◆ Exercise description
In the text on the politics of COVID-19 drugs below, which pharmaceutical company produces remdesivir?

Obviously, we want cures for covid19, but the promotion of hydroxychoroquine has become political, pushed by financial and conservative interests as a potential victory for President Trump and as a way to push to the side the recognition of the management failures of the Trump Administration in reacting to the pandemic.

Politico reports ("Coronavirus gets a promising drug. MAGA world isn't buying it") that conservative  media remains wedded to hydroxychoroquine promotion in the face of more positive reports on remdesivir, which are promoted by more traditional scientific and medical experts.

That being said, remdesivir helps people recover more quickly, but it doesn't necessarily reduce the death rate ("Remdesivir Trial Missed a Huge Opportunity," Bloomberg).

Fortunately, it looks like there may be better drug candidates ("Old Drugs May Find a New Purpose: Fighting the Coronavirus," New York Times; "High hopes for Covid-19 vaccine developed by Oxford scientists," France24). But regardless it will take quite some time for a vaccine to be developed, to find drugs that may help those who become sick, etc.

But it's also pretty damning that a cure becomes more about politics and less about science. From the Politico article:
Indeed, the same segment of the right that claimed scientists and the media were deliberately downplaying hydroxychloroquine in order to hurt Trump’s standing are now the ones downplaying remdesivir. On Fox News, Laura Ingraham suggested that remdesivir, as a newer drug being produced by the pharmaceutical company Gilead Sciences, could be unsafe and expensive. Those who initially helped raise the profile of hydroxychloroquine raised doubts about the remdesivir studies.

The unexpected reaction appears to stem from the differences in how the two drugs came into the public spotlight. Hydroxychloroquine bubbled up through the MAGA grassroots — little-known investors promoted it online, got on Fox News and suddenly the president was talking about it from the White House. Remdesivir’s progress came through a government-funded trial that had the blessing of Dr. Anthony Fauci, the bête noire of Trump hardliners who blame the government’s top infectious disease expert for undermining the president and causing unnecessary economic damage with his social-distancing guidelines.

◆ Data excerpts
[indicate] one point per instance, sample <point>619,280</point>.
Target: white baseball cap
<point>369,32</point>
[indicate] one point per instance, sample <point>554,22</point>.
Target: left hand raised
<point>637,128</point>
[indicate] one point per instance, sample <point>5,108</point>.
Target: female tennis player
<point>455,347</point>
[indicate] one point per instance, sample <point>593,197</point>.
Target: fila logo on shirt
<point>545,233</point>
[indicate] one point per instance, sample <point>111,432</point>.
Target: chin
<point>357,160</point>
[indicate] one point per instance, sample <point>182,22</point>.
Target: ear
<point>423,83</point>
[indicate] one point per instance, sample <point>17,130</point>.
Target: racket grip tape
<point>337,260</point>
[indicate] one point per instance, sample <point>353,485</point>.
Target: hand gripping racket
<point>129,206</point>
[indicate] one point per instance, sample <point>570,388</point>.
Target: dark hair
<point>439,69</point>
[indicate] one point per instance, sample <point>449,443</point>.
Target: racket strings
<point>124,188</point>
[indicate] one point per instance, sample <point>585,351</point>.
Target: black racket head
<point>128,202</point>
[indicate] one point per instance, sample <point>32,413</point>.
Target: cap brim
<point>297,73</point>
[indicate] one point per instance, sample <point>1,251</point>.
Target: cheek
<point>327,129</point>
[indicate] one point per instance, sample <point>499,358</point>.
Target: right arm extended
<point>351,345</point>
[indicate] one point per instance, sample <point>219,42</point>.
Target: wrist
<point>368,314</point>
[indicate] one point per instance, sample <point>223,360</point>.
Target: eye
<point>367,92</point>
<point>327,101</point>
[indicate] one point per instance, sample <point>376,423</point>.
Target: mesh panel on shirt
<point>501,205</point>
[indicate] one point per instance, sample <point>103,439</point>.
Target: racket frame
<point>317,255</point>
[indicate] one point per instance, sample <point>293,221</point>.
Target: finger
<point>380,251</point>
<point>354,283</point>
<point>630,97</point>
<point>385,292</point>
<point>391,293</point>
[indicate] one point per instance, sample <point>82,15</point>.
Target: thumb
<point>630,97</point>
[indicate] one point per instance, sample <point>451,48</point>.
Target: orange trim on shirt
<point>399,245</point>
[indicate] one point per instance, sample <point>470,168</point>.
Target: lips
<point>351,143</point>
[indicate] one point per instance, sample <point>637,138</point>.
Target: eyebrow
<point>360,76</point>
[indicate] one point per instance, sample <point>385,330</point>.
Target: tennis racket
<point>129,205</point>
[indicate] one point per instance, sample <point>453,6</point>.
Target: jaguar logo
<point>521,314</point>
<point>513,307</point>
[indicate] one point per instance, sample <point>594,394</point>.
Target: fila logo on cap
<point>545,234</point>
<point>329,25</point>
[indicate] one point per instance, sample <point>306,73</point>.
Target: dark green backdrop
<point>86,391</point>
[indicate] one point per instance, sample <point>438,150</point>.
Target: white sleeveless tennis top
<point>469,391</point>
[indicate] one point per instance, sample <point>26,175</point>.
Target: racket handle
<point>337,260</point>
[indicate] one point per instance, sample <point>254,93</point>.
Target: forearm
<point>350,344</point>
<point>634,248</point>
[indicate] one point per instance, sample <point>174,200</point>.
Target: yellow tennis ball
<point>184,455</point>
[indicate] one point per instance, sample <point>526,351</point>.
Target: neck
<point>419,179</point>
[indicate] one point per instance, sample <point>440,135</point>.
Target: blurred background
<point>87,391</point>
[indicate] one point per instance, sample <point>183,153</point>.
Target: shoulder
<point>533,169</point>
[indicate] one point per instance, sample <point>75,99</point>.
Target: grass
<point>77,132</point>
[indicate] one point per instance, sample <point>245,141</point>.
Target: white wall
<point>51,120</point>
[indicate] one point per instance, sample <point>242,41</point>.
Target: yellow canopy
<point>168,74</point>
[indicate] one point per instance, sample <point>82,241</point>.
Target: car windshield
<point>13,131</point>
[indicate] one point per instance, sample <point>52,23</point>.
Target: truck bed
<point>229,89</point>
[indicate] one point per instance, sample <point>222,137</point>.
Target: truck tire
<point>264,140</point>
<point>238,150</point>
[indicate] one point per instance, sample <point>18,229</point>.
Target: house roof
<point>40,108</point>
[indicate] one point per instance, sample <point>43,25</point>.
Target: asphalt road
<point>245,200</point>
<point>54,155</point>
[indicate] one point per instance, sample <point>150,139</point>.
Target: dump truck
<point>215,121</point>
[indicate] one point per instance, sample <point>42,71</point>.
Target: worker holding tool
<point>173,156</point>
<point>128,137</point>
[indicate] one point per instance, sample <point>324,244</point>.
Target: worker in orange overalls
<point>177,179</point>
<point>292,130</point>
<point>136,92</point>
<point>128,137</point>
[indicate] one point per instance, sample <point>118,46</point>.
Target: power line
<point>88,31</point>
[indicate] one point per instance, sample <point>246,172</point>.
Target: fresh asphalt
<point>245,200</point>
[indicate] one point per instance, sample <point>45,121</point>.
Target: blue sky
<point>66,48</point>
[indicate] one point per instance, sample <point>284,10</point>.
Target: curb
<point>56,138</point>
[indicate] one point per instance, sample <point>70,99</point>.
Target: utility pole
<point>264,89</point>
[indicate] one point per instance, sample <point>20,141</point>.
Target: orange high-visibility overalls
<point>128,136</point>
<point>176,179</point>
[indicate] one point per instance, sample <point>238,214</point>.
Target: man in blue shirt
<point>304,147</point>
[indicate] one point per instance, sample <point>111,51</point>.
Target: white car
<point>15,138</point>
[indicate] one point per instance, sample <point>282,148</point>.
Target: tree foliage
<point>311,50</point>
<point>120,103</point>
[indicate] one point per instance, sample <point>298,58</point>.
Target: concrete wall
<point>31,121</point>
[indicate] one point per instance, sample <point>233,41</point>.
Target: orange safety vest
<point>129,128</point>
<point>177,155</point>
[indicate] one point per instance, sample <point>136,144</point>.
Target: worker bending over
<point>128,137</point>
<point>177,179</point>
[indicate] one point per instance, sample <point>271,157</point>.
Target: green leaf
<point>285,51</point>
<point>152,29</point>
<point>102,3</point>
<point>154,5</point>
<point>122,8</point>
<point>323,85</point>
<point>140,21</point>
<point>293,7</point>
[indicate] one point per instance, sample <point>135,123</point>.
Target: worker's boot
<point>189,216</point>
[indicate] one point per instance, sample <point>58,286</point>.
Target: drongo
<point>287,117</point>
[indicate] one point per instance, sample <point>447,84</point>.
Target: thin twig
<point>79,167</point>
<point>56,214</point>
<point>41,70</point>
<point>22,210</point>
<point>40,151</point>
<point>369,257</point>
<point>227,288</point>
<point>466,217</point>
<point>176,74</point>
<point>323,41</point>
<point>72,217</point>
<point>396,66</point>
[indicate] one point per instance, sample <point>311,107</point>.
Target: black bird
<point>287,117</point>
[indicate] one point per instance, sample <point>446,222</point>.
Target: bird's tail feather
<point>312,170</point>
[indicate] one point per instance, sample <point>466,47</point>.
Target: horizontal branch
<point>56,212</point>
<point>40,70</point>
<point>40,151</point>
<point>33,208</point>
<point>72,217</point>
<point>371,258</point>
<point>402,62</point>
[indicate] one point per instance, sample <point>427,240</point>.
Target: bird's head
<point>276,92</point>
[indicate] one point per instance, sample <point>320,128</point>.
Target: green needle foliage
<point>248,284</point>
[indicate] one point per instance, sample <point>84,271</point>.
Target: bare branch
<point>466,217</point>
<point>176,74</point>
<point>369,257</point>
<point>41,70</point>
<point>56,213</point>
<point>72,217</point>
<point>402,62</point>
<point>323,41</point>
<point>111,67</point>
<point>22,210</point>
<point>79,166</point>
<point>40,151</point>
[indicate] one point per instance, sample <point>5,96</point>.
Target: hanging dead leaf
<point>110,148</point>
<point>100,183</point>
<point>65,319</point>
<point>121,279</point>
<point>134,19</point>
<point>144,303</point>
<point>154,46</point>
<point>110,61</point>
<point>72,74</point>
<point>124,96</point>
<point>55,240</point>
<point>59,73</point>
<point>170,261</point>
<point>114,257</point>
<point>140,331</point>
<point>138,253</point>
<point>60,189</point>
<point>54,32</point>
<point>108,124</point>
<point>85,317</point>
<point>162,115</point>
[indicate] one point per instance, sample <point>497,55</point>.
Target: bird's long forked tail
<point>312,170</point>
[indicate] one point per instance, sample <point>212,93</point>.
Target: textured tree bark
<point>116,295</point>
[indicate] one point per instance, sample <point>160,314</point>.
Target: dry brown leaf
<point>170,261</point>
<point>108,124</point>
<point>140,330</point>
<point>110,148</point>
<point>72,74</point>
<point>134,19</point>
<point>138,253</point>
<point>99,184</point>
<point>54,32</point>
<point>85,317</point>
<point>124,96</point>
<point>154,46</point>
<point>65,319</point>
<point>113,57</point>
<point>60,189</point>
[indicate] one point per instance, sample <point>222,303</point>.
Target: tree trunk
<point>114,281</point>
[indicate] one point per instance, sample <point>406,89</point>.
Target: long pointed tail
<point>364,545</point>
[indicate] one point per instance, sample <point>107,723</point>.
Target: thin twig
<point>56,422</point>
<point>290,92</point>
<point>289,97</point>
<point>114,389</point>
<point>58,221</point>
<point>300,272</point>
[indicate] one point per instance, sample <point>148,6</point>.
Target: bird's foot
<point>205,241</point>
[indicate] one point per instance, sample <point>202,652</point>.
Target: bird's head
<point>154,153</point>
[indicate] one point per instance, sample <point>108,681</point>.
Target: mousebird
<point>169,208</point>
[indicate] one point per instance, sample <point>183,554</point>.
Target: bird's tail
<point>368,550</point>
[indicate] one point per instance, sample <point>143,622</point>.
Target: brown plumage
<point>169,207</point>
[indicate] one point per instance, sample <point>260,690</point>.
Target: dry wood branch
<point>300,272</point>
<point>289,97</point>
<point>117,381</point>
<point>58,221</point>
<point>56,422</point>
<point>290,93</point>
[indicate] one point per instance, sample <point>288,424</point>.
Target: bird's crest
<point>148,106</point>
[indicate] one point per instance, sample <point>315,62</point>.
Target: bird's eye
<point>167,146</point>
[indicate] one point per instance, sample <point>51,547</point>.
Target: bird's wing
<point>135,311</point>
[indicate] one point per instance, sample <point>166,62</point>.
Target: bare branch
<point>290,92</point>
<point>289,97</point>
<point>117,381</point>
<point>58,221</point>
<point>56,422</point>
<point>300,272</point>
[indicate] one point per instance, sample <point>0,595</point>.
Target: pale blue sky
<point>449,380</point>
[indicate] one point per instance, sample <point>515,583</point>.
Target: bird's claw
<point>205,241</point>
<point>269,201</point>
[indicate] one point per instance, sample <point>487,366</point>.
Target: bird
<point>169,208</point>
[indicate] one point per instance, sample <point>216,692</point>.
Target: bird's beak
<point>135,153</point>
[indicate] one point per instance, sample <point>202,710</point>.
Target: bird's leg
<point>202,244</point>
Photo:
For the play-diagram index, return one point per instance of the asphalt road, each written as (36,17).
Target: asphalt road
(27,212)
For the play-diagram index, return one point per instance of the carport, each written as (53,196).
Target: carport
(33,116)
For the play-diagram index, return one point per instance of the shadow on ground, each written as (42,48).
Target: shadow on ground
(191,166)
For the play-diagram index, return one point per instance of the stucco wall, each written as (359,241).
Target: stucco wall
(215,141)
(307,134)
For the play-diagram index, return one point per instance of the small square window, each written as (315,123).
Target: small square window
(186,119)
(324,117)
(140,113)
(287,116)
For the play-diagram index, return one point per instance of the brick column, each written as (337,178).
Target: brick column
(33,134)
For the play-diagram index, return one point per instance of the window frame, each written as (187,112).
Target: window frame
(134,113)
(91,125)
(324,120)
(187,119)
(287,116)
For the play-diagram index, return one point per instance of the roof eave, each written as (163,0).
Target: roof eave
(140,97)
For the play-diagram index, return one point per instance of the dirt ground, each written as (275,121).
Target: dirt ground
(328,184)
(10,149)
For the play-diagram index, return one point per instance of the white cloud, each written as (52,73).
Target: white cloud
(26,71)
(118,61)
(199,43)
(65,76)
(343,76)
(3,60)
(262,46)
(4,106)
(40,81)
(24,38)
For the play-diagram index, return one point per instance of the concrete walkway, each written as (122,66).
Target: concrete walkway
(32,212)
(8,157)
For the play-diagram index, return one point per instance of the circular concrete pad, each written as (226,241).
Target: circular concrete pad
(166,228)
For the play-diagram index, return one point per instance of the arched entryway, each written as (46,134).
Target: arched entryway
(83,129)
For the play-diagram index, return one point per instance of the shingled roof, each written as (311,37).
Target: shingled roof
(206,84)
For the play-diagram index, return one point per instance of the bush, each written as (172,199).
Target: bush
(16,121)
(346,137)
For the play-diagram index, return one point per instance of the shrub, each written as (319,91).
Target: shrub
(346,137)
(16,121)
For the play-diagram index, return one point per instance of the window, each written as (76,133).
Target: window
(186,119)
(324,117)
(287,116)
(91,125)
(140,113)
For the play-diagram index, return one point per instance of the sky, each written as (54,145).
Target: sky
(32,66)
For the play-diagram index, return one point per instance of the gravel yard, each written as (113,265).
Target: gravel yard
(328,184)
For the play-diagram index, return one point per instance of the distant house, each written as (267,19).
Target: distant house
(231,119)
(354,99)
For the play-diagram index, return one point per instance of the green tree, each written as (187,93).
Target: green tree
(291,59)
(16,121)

◆ Exercise solution
Gilead Sciences